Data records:

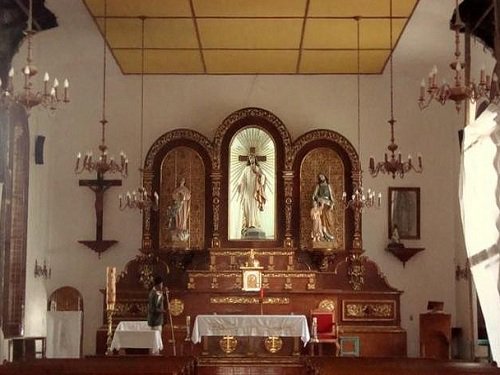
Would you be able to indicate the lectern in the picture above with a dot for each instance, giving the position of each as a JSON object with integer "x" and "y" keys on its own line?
{"x": 435, "y": 335}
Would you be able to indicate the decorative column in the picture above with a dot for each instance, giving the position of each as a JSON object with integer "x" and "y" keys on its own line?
{"x": 216, "y": 181}
{"x": 356, "y": 269}
{"x": 288, "y": 183}
{"x": 110, "y": 304}
{"x": 147, "y": 242}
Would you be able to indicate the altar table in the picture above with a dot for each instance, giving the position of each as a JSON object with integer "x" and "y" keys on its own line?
{"x": 251, "y": 325}
{"x": 136, "y": 335}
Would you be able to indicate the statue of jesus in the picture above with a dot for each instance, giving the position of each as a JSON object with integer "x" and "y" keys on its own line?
{"x": 251, "y": 193}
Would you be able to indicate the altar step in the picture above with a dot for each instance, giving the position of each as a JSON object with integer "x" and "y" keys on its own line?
{"x": 251, "y": 366}
{"x": 233, "y": 259}
{"x": 233, "y": 280}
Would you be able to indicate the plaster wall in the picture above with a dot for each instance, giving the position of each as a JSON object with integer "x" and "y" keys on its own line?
{"x": 61, "y": 212}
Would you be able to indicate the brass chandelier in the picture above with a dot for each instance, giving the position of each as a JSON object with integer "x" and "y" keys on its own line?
{"x": 49, "y": 97}
{"x": 393, "y": 164}
{"x": 360, "y": 199}
{"x": 102, "y": 164}
{"x": 461, "y": 88}
{"x": 140, "y": 199}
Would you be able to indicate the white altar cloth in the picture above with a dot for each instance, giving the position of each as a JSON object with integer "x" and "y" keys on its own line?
{"x": 251, "y": 325}
{"x": 136, "y": 335}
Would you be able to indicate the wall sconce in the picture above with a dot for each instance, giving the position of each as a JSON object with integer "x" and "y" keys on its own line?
{"x": 462, "y": 272}
{"x": 42, "y": 271}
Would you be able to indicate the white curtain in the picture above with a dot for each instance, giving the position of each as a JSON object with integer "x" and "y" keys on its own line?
{"x": 480, "y": 209}
{"x": 64, "y": 334}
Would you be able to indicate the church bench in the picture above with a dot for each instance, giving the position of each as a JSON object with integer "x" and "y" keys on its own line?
{"x": 114, "y": 365}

The request:
Reproduce every line of the items above verbatim, leaving out the pictures.

Problem solution:
Would you be able to indicate the lectern in the picture above with a dot for each instance, giving the position of each as a JSON object with integer "x" and "y" keys on its own line?
{"x": 435, "y": 335}
Would you be able to indicate the decorative column in the picture above with a dot for each instance, giving the position of each as a JSON object with integer "x" and "y" keys on its own line?
{"x": 216, "y": 181}
{"x": 356, "y": 269}
{"x": 288, "y": 183}
{"x": 110, "y": 304}
{"x": 147, "y": 242}
Would you be able to indicate the altar table in the picture above with a dot for each instance, giving the position of each as a JSON object with integer "x" and "y" keys on its own line?
{"x": 251, "y": 325}
{"x": 136, "y": 335}
Would you be able to indicate the statue of jesus in the picture above with a dot for each instance, giving the position of each as a JSON object with integer "x" and "y" keys on its own line?
{"x": 251, "y": 193}
Would you be able to indicate the altar step in the picture above with a dot for each instance, giving the position of each as a JSON object with integer "x" and "y" keys on its own line?
{"x": 251, "y": 366}
{"x": 233, "y": 259}
{"x": 233, "y": 280}
Would you be able to indicate the plaster wall in the picture above with a dot for each instance, giving the position of each as a JSON object with integer "x" and "y" keys on its own line?
{"x": 61, "y": 212}
Would you be able to indicate the brass chandelier in the picture above with a dot for each instance, giving the position of each as a JSON object with integer "x" and "y" keys on its own line?
{"x": 49, "y": 97}
{"x": 393, "y": 164}
{"x": 360, "y": 199}
{"x": 102, "y": 164}
{"x": 461, "y": 88}
{"x": 140, "y": 199}
Would you be able to indicate the white altar cloth in the picture above with a dot for each instance, giving the position of each as a JSON object with integer "x" and "y" keys on its own line?
{"x": 251, "y": 325}
{"x": 136, "y": 335}
Would you be able to indicate the wall sconce in the picture above with a dot for each instance, giving the position of each as a JSON object with integer "x" and "y" keys on its own line?
{"x": 462, "y": 272}
{"x": 42, "y": 271}
Would you be able to indicate the white curtain in the picture above with a dot for each instance, giving the position of each as a JSON object with integer "x" and "y" keys on its own line?
{"x": 480, "y": 209}
{"x": 64, "y": 334}
Would you be able to indicate the church bench in the picture above with a dot for each instance, giving the position of each as a JSON object with integer "x" and "y" keys on its own line?
{"x": 114, "y": 365}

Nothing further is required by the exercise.